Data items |
>> START

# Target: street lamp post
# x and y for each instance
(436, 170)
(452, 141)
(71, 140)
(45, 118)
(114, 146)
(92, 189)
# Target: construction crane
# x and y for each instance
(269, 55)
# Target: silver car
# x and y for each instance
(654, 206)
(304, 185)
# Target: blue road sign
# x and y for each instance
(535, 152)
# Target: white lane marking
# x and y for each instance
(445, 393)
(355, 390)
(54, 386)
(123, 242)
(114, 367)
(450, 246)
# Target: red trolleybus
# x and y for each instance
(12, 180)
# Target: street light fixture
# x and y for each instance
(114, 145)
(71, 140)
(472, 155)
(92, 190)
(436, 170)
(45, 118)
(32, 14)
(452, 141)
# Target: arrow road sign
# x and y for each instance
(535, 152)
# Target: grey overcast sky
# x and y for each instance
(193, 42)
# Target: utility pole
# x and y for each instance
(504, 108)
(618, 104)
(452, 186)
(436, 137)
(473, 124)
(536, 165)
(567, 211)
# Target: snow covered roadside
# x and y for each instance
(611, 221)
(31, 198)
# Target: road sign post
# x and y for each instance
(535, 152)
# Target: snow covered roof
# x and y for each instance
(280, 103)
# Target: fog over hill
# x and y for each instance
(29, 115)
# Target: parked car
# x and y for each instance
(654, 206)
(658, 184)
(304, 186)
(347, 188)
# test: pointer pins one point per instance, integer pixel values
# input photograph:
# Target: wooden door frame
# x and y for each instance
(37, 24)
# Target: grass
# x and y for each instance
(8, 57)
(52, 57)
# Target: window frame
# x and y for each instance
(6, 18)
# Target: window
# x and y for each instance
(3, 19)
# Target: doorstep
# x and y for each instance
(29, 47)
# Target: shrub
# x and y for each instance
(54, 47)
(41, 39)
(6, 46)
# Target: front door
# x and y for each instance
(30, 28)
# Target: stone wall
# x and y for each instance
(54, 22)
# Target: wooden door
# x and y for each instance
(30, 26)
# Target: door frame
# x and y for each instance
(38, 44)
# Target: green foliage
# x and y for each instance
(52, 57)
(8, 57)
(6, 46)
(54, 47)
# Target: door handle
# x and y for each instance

>> END

Rewrite all the rows above, replacing "Target" with "Object" everywhere it occurs and keeping every other character the same.

Written reply |
# Object: street lamp post
# x and y for each instance
(436, 170)
(452, 141)
(71, 140)
(45, 118)
(114, 146)
(92, 189)
# Object: construction crane
# x and y for each instance
(269, 55)
# Object: silver car
# x and y for each instance
(654, 206)
(304, 185)
# Object: blue road sign
# x and y for each instance
(535, 152)
# Object: white lane marking
# x and y for each instance
(445, 393)
(355, 390)
(54, 386)
(123, 242)
(114, 367)
(450, 246)
# Object: red trolleybus
# x and y for each instance
(12, 180)
# Object: street light fixture
# x and y for each instance
(114, 145)
(71, 140)
(472, 155)
(92, 190)
(436, 170)
(45, 118)
(32, 14)
(452, 141)
# Object: arrow road sign
# x and y for each instance
(535, 152)
# Object: grey overcast sky
# x and y for each instance
(193, 42)
# Object: utility pole
# x and y for each instance
(504, 108)
(618, 104)
(452, 186)
(436, 137)
(473, 124)
(536, 165)
(567, 211)
# Object: snow covered roadside
# x and y for each instance
(611, 221)
(31, 198)
# Object: road sign post
# x and y for each instance
(535, 152)
# Object: snow covered roof
# x and y for each instance
(280, 103)
# Object: fog over hill
# x and y for each instance
(29, 115)
# Object: parked car
# x and y for each instance
(654, 206)
(658, 184)
(304, 186)
(347, 188)
# test: pointer pins one point per instance, integer pixel values
# input photograph:
# Object: wooden door frame
# x and y for each instance
(37, 24)
# Object: grass
# x and y for each instance
(8, 57)
(52, 57)
# Object: window frame
# x and y for each instance
(6, 18)
# Object: window
# x and y for each instance
(3, 19)
# Object: doorstep
# x and y for each instance
(29, 47)
# Object: shrub
# x and y for each instance
(54, 47)
(41, 39)
(6, 46)
# Object: front door
# x and y for each instance
(30, 28)
# Object: stone wall
# x and y for each instance
(54, 22)
# Object: wooden door
# x and y for each instance
(30, 26)
# Object: door frame
# x and y for each instance
(38, 44)
# Object: green foliage
# x and y for each instance
(52, 57)
(8, 57)
(6, 46)
(54, 47)
# Object: door handle
# x and y for each instance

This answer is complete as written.